===== Entries provided =====
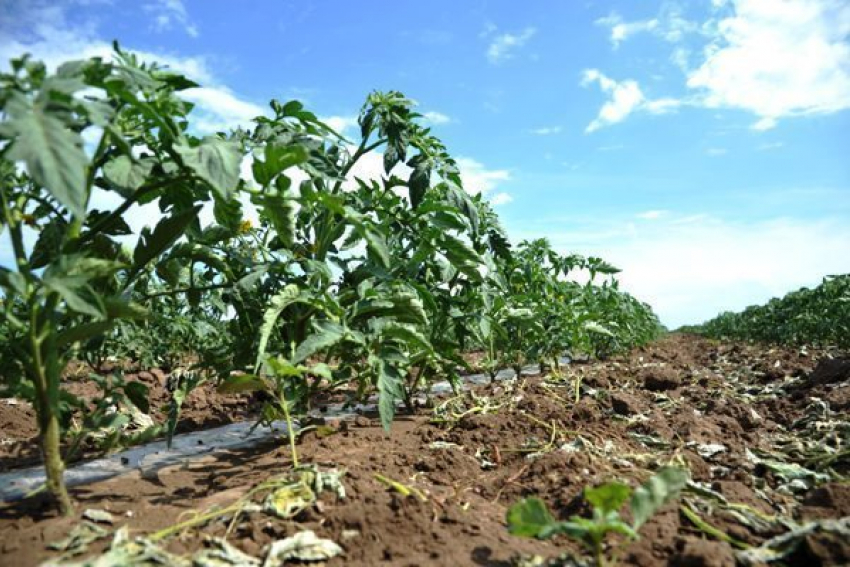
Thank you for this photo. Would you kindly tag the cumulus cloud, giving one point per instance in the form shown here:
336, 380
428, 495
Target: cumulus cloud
168, 14
546, 130
778, 59
477, 178
51, 38
651, 215
692, 267
343, 125
625, 98
621, 30
435, 117
669, 25
504, 46
774, 59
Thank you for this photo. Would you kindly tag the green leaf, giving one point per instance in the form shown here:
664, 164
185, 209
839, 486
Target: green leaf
=====
* [Work order]: Provide only the number of lines in the entries that hold the word "leaf".

* [Output of the task]: 2